↓↓↓

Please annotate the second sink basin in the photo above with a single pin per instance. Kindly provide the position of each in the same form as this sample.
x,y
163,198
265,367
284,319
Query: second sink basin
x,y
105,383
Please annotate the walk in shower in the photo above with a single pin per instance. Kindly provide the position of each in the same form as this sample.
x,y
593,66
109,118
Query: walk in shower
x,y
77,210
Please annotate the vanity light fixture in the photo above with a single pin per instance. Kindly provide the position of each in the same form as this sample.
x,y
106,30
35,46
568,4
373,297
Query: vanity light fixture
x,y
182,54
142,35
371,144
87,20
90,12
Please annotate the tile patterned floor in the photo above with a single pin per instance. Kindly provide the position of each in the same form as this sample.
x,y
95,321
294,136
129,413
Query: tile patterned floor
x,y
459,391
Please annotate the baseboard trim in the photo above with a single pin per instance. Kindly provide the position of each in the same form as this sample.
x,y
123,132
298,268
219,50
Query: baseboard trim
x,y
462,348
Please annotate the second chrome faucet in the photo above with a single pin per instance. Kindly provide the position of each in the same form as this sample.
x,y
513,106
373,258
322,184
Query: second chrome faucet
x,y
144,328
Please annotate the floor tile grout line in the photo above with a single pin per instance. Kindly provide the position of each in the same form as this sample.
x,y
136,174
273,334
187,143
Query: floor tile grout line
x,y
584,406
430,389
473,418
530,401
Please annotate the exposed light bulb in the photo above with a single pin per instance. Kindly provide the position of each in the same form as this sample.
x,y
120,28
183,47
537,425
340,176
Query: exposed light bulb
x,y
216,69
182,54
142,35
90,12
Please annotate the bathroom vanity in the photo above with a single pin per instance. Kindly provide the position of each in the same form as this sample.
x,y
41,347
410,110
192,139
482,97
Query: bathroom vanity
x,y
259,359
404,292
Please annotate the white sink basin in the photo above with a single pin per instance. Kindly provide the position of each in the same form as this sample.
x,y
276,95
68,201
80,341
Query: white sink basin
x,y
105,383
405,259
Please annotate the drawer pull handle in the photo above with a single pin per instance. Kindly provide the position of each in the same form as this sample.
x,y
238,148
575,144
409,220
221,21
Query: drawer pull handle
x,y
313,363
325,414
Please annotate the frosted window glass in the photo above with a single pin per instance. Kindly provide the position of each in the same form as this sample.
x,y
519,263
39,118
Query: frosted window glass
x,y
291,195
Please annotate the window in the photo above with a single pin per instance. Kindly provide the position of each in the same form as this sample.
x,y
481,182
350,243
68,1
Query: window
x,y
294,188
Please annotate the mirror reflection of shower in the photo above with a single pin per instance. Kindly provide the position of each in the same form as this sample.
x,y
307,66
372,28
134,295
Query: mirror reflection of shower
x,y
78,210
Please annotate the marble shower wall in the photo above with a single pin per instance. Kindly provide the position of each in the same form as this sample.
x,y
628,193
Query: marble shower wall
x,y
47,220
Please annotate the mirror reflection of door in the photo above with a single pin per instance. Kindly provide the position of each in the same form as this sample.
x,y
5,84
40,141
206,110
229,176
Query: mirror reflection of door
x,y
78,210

↑↑↑

GOAL OF THE EXERCISE:
Word for word, write out the data.

OUTPUT OF THE TASK:
Please annotate the second sink basin in the photo above with a single pin per instance. Kindly provide the position of each in the same form as this sample.
x,y
163,198
265,367
284,319
Query: second sink basin
x,y
105,383
Please annotate the walk in shower in the photo above with a single pin per instance. Kindly provide the position of each in the same form as this sample.
x,y
593,66
109,118
Query: walk in shower
x,y
77,210
Please annotate the vanity light fixture in the photo above with a single pin per instance. Kindly provide the position of each in the same form as this sample.
x,y
106,30
35,46
568,4
373,297
Query: vanity light fixture
x,y
182,54
142,35
371,144
87,20
90,12
Please annotate the tile patterned floor in the photo above with a single pin per instance. Kindly provide the position of each in the same form as this sample.
x,y
95,321
294,136
129,413
Query: tile patterned floor
x,y
459,391
Please annotate the baseboard trim in the photo above with a single pin per instance. Kindly provide the position of each in the same form as this sample.
x,y
123,132
298,268
219,50
Query: baseboard trim
x,y
462,348
Please annotate the second chrome faucet in the photo above with a single pin per instance. Kindly provide the position of each in the same form as this sample.
x,y
513,106
373,258
322,184
Query: second chrome faucet
x,y
144,328
Please annotate the floor tile grout line in the photo above with a single pin per instance. Kindly provide the position of each in the same form as this sample.
x,y
136,174
273,334
187,143
Query: floor tile grout line
x,y
584,406
430,389
473,418
530,401
Please annotate the exposed light bulb in the photo above with a single pin per instance. Kindly provide the position of each in the same form as this sample.
x,y
120,28
183,47
537,425
340,176
Query: exposed light bulb
x,y
216,69
182,54
142,35
90,12
Please annotate the bathroom vanity in the photo above with a single pin per instance. Kindly provide the position of each in the same form as this sample.
x,y
41,347
410,110
192,139
482,97
Query: bathroom vanity
x,y
259,359
404,292
Please annotate the white sink basin in the photo above with a single pin per instance. Kindly provide the position of each in the same form as this sample.
x,y
276,95
68,201
80,341
Query: white sink basin
x,y
105,383
405,259
Please annotate the drawer pull handle in the photo above with a single pin per instance. Kindly provide the position of each in the same form as this sample.
x,y
238,148
575,144
409,220
221,21
Query: drawer pull handle
x,y
313,363
325,414
Please annotate the frosted window glass in the photo above with a single pin per instance. Kindly provide the position of each in the same form as this sample.
x,y
519,263
39,118
Query: frosted window glass
x,y
291,195
Please annotate the window in the photo above with a single pin per instance. Kindly provide the position of each in the same form as this sample.
x,y
481,182
350,243
68,1
Query: window
x,y
294,188
Please annotate the mirror reflection of shower in the photo above with a single pin per instance. Kindly provide the position of each in the same form as this sample.
x,y
307,66
372,28
134,295
Query: mirror reflection of shower
x,y
78,210
Please annotate the marble shower wall in the photo above with a single pin per instance. Kindly provide the position of each in the same form as this sample.
x,y
628,193
Query: marble shower wall
x,y
47,220
Please annotate the mirror reflection of door in the photo above with a single pin per instance. Kindly provide the position of each in the same form as this sample.
x,y
5,84
40,141
206,110
229,176
Query: mirror reflection of door
x,y
78,210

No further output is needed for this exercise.